# Exercise
Each line below needs to be restated word for word.

# Stored records

───

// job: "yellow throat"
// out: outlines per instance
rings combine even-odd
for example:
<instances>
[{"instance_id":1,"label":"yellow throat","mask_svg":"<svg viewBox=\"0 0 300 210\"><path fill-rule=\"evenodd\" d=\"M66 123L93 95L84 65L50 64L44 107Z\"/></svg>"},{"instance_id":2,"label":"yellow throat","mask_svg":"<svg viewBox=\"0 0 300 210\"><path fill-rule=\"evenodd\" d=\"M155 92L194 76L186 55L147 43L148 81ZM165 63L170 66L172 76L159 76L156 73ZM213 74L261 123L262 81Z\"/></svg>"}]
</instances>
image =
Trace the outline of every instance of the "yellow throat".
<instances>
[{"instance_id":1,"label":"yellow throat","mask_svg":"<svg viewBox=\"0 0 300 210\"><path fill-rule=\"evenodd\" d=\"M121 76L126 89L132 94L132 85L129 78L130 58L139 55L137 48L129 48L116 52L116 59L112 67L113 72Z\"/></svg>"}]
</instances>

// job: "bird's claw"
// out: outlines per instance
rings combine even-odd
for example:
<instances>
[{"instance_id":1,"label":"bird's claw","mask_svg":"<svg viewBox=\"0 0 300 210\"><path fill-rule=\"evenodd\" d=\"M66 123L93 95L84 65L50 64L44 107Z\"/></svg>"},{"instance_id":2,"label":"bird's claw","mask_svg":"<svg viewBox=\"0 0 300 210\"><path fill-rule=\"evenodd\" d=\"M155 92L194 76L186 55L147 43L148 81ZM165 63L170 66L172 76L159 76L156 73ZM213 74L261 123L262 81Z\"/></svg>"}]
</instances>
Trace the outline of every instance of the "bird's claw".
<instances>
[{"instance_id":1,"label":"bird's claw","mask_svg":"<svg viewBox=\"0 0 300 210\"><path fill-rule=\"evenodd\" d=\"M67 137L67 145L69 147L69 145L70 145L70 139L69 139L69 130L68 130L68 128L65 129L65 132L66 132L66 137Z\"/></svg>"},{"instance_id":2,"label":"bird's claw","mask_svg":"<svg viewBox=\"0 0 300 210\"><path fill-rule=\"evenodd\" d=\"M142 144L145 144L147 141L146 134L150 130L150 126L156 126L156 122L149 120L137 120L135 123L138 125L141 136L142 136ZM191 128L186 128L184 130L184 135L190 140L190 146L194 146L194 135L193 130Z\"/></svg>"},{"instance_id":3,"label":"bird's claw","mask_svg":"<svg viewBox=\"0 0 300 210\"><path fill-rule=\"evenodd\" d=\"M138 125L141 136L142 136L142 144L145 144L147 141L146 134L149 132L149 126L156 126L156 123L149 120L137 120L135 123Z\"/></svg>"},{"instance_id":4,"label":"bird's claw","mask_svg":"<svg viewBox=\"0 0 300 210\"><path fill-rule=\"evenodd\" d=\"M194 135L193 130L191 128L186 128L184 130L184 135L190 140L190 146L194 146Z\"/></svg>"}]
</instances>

───

# Solution below
// job: "yellow throat"
// out: outlines per instance
rings combine even-odd
for example:
<instances>
[{"instance_id":1,"label":"yellow throat","mask_svg":"<svg viewBox=\"0 0 300 210\"><path fill-rule=\"evenodd\" d=\"M66 123L93 95L84 65L50 64L44 107Z\"/></svg>"},{"instance_id":2,"label":"yellow throat","mask_svg":"<svg viewBox=\"0 0 300 210\"><path fill-rule=\"evenodd\" d=\"M155 92L194 76L186 55L147 43L148 81ZM165 63L170 66L172 76L159 76L156 73ZM213 74L261 123L262 81Z\"/></svg>"}]
</instances>
image =
Trace the outline of every instance of the "yellow throat".
<instances>
[{"instance_id":1,"label":"yellow throat","mask_svg":"<svg viewBox=\"0 0 300 210\"><path fill-rule=\"evenodd\" d=\"M121 76L126 89L132 94L132 85L129 78L130 58L139 55L137 48L129 48L116 52L116 59L112 67L113 72Z\"/></svg>"}]
</instances>

// job: "bird's claw"
// out: outlines per instance
rings combine even-odd
for example:
<instances>
[{"instance_id":1,"label":"bird's claw","mask_svg":"<svg viewBox=\"0 0 300 210\"><path fill-rule=\"evenodd\" d=\"M66 123L93 95L84 65L50 64L44 107Z\"/></svg>"},{"instance_id":2,"label":"bird's claw","mask_svg":"<svg viewBox=\"0 0 300 210\"><path fill-rule=\"evenodd\" d=\"M155 92L194 76L186 55L147 43L148 81ZM165 63L170 66L172 76L159 76L156 73ZM213 74L261 123L262 81Z\"/></svg>"}]
</instances>
Trace the outline of every instance of the "bird's claw".
<instances>
[{"instance_id":1,"label":"bird's claw","mask_svg":"<svg viewBox=\"0 0 300 210\"><path fill-rule=\"evenodd\" d=\"M67 137L67 145L69 147L69 145L70 145L70 139L69 139L69 130L68 130L68 128L65 129L65 132L66 132L66 137Z\"/></svg>"},{"instance_id":2,"label":"bird's claw","mask_svg":"<svg viewBox=\"0 0 300 210\"><path fill-rule=\"evenodd\" d=\"M142 144L145 144L147 141L146 134L150 130L150 126L156 126L156 122L149 120L137 120L135 123L138 125L141 136L142 136ZM191 128L186 128L184 130L184 135L190 140L190 146L194 146L194 135L193 130Z\"/></svg>"},{"instance_id":3,"label":"bird's claw","mask_svg":"<svg viewBox=\"0 0 300 210\"><path fill-rule=\"evenodd\" d=\"M138 125L141 136L142 136L142 144L145 144L147 141L146 134L149 132L149 126L156 126L156 123L149 120L137 120L135 123Z\"/></svg>"},{"instance_id":4,"label":"bird's claw","mask_svg":"<svg viewBox=\"0 0 300 210\"><path fill-rule=\"evenodd\" d=\"M194 135L193 130L191 128L186 128L184 130L184 135L190 140L190 146L194 146Z\"/></svg>"}]
</instances>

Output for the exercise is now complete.